EXERCISE GOAL:
In the lines below, find the one that contains "of sky in the image above." and write it out exactly, along with every line that follows it.

RAW DATA:

—————

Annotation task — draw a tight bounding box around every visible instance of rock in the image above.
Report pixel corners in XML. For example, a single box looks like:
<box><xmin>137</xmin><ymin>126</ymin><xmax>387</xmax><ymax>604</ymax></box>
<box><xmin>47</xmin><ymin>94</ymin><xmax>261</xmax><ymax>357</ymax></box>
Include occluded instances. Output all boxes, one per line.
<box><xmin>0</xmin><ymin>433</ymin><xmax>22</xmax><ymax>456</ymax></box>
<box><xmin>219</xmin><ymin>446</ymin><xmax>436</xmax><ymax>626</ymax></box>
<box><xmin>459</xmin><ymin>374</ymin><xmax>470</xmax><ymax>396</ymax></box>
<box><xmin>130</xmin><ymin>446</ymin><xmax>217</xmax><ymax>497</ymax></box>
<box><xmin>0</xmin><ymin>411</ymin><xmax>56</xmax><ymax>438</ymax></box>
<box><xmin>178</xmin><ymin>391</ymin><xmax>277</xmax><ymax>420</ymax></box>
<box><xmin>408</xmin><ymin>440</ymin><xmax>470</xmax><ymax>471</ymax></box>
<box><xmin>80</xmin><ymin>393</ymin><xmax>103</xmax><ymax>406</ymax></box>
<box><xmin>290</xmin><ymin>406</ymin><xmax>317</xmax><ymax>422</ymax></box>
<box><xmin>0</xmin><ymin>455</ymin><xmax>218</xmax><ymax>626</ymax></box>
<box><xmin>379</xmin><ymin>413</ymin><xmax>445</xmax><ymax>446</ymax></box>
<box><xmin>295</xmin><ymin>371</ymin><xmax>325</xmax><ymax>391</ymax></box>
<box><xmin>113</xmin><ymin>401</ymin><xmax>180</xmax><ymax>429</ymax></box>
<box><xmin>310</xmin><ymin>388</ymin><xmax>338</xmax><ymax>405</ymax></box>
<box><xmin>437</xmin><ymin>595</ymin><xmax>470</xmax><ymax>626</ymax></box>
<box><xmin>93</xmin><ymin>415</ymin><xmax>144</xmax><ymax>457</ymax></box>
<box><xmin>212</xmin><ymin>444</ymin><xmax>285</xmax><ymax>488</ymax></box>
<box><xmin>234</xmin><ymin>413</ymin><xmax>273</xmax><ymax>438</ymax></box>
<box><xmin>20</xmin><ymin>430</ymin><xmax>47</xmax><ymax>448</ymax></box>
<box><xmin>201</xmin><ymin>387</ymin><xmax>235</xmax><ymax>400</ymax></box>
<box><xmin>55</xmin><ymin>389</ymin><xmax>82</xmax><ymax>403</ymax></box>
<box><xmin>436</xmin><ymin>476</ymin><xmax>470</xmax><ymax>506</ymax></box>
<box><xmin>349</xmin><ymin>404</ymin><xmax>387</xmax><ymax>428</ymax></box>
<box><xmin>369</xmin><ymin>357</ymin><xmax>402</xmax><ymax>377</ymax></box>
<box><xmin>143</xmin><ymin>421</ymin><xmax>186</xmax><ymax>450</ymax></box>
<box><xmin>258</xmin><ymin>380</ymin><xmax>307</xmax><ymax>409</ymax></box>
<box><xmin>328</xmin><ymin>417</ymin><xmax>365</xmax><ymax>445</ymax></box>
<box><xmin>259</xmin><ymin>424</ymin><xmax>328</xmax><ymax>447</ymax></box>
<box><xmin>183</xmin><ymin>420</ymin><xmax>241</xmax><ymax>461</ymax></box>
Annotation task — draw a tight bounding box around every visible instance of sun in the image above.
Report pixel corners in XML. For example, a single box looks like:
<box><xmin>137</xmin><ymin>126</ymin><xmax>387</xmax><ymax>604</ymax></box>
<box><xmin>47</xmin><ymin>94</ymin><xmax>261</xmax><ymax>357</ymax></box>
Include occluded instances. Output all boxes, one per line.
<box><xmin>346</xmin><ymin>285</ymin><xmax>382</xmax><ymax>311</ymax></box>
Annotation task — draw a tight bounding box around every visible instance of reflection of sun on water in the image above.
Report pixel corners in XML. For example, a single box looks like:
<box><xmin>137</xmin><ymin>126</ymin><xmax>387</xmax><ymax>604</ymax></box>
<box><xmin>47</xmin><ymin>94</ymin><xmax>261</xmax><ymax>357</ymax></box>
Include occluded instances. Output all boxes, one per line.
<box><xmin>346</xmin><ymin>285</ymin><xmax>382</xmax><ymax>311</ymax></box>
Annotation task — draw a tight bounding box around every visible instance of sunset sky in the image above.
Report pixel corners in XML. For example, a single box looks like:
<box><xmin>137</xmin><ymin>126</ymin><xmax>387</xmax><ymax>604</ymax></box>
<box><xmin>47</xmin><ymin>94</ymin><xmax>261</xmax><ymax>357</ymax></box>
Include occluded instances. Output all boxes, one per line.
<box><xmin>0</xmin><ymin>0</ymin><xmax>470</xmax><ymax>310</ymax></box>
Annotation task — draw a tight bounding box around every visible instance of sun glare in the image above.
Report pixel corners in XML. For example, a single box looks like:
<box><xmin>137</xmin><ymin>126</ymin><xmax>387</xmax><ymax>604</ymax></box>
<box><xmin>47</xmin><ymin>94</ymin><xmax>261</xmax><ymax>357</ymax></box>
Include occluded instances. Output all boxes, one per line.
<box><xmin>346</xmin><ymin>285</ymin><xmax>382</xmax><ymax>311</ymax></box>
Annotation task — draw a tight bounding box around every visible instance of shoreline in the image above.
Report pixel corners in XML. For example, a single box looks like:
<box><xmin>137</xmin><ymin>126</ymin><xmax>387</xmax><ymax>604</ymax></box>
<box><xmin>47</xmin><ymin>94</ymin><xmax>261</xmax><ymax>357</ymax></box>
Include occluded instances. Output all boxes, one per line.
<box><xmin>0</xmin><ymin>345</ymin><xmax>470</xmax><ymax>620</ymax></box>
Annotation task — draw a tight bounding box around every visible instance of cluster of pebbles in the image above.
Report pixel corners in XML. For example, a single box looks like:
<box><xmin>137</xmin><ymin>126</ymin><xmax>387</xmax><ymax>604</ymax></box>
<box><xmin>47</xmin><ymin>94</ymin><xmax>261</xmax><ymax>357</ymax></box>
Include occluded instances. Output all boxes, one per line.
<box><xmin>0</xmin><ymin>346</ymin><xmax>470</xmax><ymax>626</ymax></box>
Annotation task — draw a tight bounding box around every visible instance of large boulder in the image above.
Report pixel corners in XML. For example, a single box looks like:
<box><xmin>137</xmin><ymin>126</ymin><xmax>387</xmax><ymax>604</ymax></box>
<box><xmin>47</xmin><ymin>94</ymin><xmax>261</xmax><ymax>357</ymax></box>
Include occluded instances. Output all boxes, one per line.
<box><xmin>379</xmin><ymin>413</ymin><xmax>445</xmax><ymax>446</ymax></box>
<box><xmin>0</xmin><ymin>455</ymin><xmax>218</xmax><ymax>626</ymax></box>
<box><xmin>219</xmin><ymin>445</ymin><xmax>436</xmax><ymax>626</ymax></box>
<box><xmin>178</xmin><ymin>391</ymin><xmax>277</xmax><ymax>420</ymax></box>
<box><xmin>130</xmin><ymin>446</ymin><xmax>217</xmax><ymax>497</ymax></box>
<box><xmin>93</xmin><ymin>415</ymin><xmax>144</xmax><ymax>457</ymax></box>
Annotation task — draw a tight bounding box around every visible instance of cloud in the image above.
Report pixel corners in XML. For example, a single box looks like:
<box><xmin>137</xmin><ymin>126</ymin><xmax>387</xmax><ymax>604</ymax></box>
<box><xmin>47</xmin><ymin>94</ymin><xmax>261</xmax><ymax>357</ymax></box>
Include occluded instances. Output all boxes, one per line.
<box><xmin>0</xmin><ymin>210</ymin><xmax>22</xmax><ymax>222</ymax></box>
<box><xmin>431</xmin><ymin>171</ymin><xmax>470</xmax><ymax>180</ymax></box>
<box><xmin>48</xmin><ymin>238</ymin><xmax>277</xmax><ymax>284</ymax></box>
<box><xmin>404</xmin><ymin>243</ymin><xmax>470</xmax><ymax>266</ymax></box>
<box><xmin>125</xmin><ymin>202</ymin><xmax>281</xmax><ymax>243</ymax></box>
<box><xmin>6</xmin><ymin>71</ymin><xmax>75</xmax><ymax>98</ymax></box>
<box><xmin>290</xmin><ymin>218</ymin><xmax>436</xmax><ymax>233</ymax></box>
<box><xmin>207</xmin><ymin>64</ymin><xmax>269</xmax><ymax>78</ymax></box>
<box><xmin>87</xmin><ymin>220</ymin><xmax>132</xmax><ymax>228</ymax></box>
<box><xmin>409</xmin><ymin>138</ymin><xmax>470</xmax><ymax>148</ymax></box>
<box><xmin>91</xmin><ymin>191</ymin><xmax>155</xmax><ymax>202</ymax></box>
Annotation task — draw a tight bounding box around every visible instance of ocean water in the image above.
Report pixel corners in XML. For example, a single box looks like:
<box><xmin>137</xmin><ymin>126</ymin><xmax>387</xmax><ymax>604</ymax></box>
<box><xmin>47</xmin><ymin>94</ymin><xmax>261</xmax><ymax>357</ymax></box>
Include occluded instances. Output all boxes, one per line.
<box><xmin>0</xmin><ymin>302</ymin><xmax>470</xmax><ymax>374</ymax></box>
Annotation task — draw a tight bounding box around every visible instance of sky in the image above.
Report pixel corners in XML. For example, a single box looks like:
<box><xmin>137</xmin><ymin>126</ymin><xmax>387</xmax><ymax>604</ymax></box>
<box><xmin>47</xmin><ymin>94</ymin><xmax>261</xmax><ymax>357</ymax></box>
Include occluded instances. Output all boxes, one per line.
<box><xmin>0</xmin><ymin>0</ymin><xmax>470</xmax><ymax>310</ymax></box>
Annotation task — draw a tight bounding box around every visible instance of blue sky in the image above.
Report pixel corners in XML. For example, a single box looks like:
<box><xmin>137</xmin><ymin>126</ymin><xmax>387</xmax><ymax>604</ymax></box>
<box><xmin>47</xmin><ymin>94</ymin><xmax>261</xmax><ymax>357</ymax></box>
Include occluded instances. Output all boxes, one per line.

—————

WRITTEN SOLUTION:
Annotation task — draw a tight bounding box around every visible instance of sky in the image above.
Report pixel corners in XML. For example, a single box looks like:
<box><xmin>137</xmin><ymin>126</ymin><xmax>387</xmax><ymax>604</ymax></box>
<box><xmin>47</xmin><ymin>94</ymin><xmax>261</xmax><ymax>357</ymax></box>
Include occluded instances. Output all boxes, one per line.
<box><xmin>0</xmin><ymin>0</ymin><xmax>470</xmax><ymax>310</ymax></box>
Annotation task — draw a tight bounding box around every visible instance of blue sky in the image above.
Report pixel corners in XML. For example, a single box looks like:
<box><xmin>137</xmin><ymin>126</ymin><xmax>387</xmax><ymax>604</ymax></box>
<box><xmin>47</xmin><ymin>94</ymin><xmax>261</xmax><ymax>357</ymax></box>
Include occluded instances. Output all boxes, one per line.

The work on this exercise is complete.